■ **Excerpt provided**
···

A Mumbai in New Orleans

IN Media Practice | 02/09/2005
The most sensible comment came from the Boston Globe that recalled the Mumbai floods and said that the real name of the hurricane is not Katrina but global warming.
 

 

Dasu Krishnamoorty

 

As nature delivered death, destruction and devastation to more than a million living in New Orleans, the media played its role, positive, constructive and reflective. TV images brought into the living rooms of a dazed nation flood waters, dead bodies, wreckage, tops of submerged houses. Different though, the holocaust brought back excruciating memories of 9/11. At the same time a paralysis of resourcefulness hit the administrators. New Orleans mayor C. Ray Nagin said the hurricane might have killed thousands in his city alone, an estimate that, if correct, would make it the nation`s deadliest natural disaster since the 1906 San Francisco earthquake and fire, which killed up to 6,000 people.

There was no bickering of any sort from any quarter, political or otherwise, because, in the words of a New York Times editorial, "This seems like the wrong moment to dwell on fault-finding, or even to point out that it took what may become the worst natural disaster in American history to pry President Bush out of his vacation. All the focus now must be on rescuing the survivors." The Los Angeles Times too stressed the point of rescue and rehabilitation saying, "For now, though, the chief concern is grasping the magnitude of damage to lives and communities, and the perseverance that will be needed to rebuild them."

···

■ **Information shown**
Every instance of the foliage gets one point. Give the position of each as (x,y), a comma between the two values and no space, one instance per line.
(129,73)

···

Please answer from the article on media coverage of the New Orleans hurricane: which newspaper said the hurricane's real name is not Katrina but global warming?

The Boston Globe.